Bonaparte, un condottiere en Révolution

À propos de : Patrice Gueniffey, Bonaparte, Gallimard


par Annie Jourdan , le 5 février 2014


Il a fallu la méritocratie révolutionnaire pour que s’exprime le génie militaire, organisateur et administratif du futur empereur. Dans le premier volume de sa biographie (jusqu’en 1802), Patrice Gueniffey montre que Bonaparte fut à la fois un « roi d’un genre nouveau », un despote éclairé, un révolutionnaire et un postrévolutionnaire, toujours mû par une volonté de fer.

Recensé : Patrice Gueniffey, Bonaparte, Gallimard 2013. 864 p., 30€.

Dernier titre sur l’interminable liste des biographies consacrées à Napoléon Bonaparte, le livre de Patrice Gueniffey n’est pas une œuvre de circonstance contrairement aux ouvrages récemment parus en français ou en anglais, à l’occasion d’un bicentenaire qui ne s’achèvera qu’en 2015. Depuis 2004, l’auteur souhaitait achever ce que son maître, François Furet, n’avait fait qu’amorcer : une vie de Napoléon. Contre la tendance actuelle qui délaisse l’individu au profit des grandes fresques d’une époque et privilégie l’étude du fonctionnement des institutions impériales en France et en Europe – la dernière en date étant celle d’Aurélien Lignereux sur l’Empire des Français (Seuil, 2013) – Gueniffey entend bien revenir à la biographie et retracer les splendeurs et misères d’une existence hors du commun. Certes, l’ère de l’héroïsme guerrier dont Bonaparte se faisait l’étendard est actuellement démodée, mais le personnage incarne aussi l’individualisme moderne par sa foi dans le pouvoir de la volonté.

[DONNÉES]:

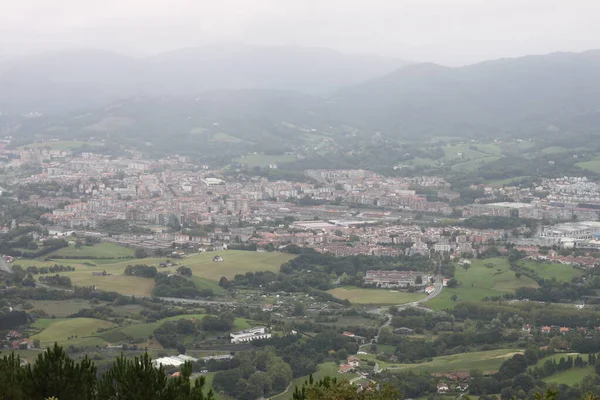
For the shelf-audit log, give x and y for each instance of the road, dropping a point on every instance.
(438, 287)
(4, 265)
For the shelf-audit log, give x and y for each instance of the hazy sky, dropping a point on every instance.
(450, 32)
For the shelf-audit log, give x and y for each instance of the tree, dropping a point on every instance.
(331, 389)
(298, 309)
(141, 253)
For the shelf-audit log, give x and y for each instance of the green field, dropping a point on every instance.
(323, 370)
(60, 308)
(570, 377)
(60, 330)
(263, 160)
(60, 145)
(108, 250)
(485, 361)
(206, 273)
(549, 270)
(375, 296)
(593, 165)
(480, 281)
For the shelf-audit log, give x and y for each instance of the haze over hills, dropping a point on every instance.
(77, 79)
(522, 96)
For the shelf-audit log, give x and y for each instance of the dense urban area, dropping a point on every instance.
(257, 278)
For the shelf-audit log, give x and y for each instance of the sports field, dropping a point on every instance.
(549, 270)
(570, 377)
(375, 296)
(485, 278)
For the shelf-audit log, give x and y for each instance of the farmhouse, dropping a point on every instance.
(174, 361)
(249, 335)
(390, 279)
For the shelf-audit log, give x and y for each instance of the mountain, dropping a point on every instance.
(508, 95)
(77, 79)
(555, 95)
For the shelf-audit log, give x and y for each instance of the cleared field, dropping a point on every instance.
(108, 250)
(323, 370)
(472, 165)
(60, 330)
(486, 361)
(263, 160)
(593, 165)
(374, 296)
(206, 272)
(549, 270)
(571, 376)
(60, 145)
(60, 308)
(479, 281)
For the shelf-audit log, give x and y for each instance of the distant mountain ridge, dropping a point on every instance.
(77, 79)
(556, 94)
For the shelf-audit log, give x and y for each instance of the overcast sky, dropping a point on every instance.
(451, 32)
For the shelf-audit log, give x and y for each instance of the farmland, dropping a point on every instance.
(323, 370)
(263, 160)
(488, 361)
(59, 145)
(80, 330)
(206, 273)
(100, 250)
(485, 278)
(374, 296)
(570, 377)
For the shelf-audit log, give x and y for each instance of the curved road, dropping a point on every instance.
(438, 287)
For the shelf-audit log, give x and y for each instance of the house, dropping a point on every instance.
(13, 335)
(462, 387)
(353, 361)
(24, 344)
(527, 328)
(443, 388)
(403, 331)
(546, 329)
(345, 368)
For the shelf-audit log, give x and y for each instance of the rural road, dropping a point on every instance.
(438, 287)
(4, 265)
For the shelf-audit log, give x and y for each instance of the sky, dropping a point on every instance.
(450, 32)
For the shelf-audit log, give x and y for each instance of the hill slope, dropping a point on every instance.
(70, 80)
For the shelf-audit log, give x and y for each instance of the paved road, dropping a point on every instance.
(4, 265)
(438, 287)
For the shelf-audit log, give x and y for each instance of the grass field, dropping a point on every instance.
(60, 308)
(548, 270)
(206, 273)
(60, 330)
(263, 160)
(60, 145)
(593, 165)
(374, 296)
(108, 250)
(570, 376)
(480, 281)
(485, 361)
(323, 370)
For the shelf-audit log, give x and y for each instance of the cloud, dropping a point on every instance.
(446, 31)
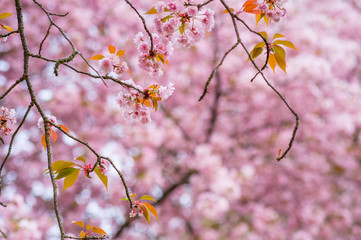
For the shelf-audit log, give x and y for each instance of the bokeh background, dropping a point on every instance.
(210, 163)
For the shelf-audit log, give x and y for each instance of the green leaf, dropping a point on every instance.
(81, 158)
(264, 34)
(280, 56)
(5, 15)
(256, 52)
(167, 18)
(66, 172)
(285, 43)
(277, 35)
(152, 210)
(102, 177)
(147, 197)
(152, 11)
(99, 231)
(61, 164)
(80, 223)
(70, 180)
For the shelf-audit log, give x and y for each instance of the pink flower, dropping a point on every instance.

[CONSIGNE 1]: D'après le texte fourni, qui était le maître de Patrice Gueniffey ?
[CONSIGNE 2]: Reproduisez à l'identique le passage du texte fourni allant de « par Annie Jourdan » jusqu'à « 864 p., 30€. » inclus.

[RÉPONSE 1]: François Furet.

[RÉPONSE 2]:
par Annie Jourdan , le 5 février 2014


Il a fallu la méritocratie révolutionnaire pour que s’exprime le génie militaire, organisateur et administratif du futur empereur. Dans le premier volume de sa biographie (jusqu’en 1802), Patrice Gueniffey montre que Bonaparte fut à la fois un « roi d’un genre nouveau », un despote éclairé, un révolutionnaire et un postrévolutionnaire, toujours mû par une volonté de fer.

Recensé : Patrice Gueniffey, Bonaparte, Gallimard 2013. 864 p., 30€.